● WHAT YOU NEED TO DO: Beginning at the line that contains "peak in the photo above.", write out each remaining line of the entries below exactly as it stands.

*** Opening RECORDS FOR THIS EXERCISE ***

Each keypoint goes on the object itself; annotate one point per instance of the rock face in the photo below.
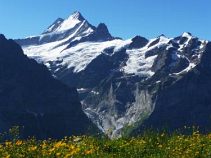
(31, 98)
(127, 84)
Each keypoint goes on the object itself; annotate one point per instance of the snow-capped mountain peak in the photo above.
(53, 26)
(77, 15)
(187, 34)
(69, 23)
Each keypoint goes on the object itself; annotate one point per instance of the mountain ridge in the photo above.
(119, 81)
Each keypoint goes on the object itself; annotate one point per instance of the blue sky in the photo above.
(124, 18)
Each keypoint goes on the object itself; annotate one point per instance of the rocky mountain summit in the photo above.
(125, 85)
(32, 99)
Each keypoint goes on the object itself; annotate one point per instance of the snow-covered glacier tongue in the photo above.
(119, 81)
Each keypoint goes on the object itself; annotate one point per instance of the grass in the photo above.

*** Closing RECORDS FOR THIS EXERCISE ***

● SOLUTION TO THE PROBLEM:
Each keypoint goes on the object itself; annotate one point per instance of the snow-capped mountain peak in the photo above.
(53, 26)
(77, 15)
(187, 34)
(69, 23)
Each keypoint goes on the object itself; annotate one point per instance of the mountain ridge in the photo above.
(119, 81)
Each keypoint goes on the object itself; annotate one point per instance of the blue sky in the photo above.
(124, 18)
Each keypoint goes on the object itself; annotate one point per instance of the rocky mountain summit in the photo above.
(125, 85)
(32, 99)
Each keypoint goes on the object itself; annotate one point per instance of the snow-covered glacier tongue in the photo above.
(119, 81)
Each keypoint goes on the object itself; annotate one point per instance of the grass in the photo above.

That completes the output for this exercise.